- **Required work**
**a.** Answer these about the weight-loss recipe thread:
(i) For how many months does the first poster plan to keep these staples in heavy rotation?
(ii) What did the first poster serve the tomato-and-vegetable chicken with?
(iii) For how many hours did SizzlininIN marinate the meat before grilling it?
**b.** Continue the weight-loss recipe thread from the end of its last post.

# I'm Going to Lose Weight - Here's How!



## Mylegsbig (Apr 12, 2005)

I'm going to be implimenting a few items into my diet under heavy rotation for the next 3 months.  I'm going to be looking for your fresh ideas and variations to keep this up without much pain!  Here are some of the staples to my diet.

Lean Steak 

Chicken Breast

Whole Grain Pasta

Basmati Rice

If any of you have any good low fat, low sodium, yet tasty recipes involving these, maybe you can indulge me with one!  Think healthy!

I will keep this thread bumped up over the duration so everyone can submit their ideas.  Tonight this is what im doing.

3 Whole Chicken Breasts
Can Stewed Tomatoes
Diced Bellpepper
Diced Onion
Oregano
Salt
Pepper
Olive Oil

I browned the chicken in a large steel skillet with a dash of olive oil, then i threw in the can of  stewed tomatoes and the veggies. I added salt and pepper and oregano, and put it in a 300 degree oven until chicken is no longer pink. I served with wild rice.

Submit any of your fav lowfat/ healthy recipes using these 4 ingredients!

edit: cooked it at more like 300 and covered steel skillet with foil, it was tender and moist and delicious.


----------



## SizzlininIN (Apr 13, 2005)

Try marinating your chicken breast in some low fat or no fat dressing.  I last used Zesty Italian Dressing......not sure if it comes in light or non fat but its worth checking into.  Anyway I marinated the meat for 8 hours and then grilled it............so moist and yummy! I'd take this idea and cut it up into slices and add it to a mixture of salad greens.....I like the prepackaged Italian Blend because of the peppery arugula...........add some yummy vegetables and toss with some more of the dressing.

- **Material provided**
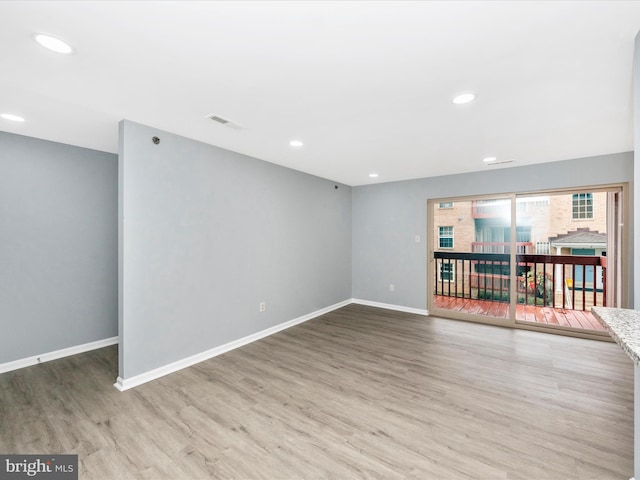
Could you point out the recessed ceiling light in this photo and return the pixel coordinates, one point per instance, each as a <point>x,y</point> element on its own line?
<point>463,98</point>
<point>54,44</point>
<point>11,117</point>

- **Responses by task**
**a.**
(i) 3 months
(ii) Wild rice
(iii) 8 hours

**b.**
----------



## digigirl (Apr 13, 2005)

How about making some wraps from steak or chicken? Use big lettuce leaves, fill with a mixture of grilled meat and veggies, and chow down. There are some good recipes for this in the latest Cuisine at Home magazine, and I know I've seen some cookbooks specifically for wraps before. Lots of different ways you can do them, and lots of low-calorie dipping sauces out there, too. Go Asian, BBQ, you name it!


----------



## mudbug (Apr 13, 2005)

moved to health, nutrition, and special diets.


----------



## amber (Apr 13, 2005)

With steak I sear it first in a cast iron pant, then add onions til translucent, then add worceshire sauce, and finish it off in the oven until med rare. I prefer rib eye steaks.  Of course add whatever herbs you like, but I only add black pepper.  If the worceshire sauce is too salty for you, maybe try low sodium beef broth?  

As for chicken, try chicken florentine.  Dip the chicken breasts in flour ( I suppose you could use wheat flour, but I used all purpose white flour), brown them in a bit of oil and butter, remove from pan, and deglaze, add fresh lemon juice, and chicken broth, pour over your chicken, then top with spinach ( I use frozen chopped spinach, thaw and drain of all liquid), then top that with mozzarella cheese or whatever cheese you like.   Bake for about 30 minutes at 350 degrees.  You could serve this over whole grain pasta, but I make russet baked potatoes that are stuffed with green and red bell peppers and chopped marinated jalepenos, and cheese mixed in it.  

As for whole grain pasta, I would top that with any of your favorite sauteed veggies, maybe some sundried tomatoes, and a bit of parmesan cheese.  

I've never made basmatti rice, so I have no ideas for you.


----------



## Mylegsbig (Apr 13, 2005)

thanks for all the great replies.  I think im making some asian seasoned steak tonight! Mmmmmmmm


----------



## Chief Longwind Of The North (Apr 19, 2005)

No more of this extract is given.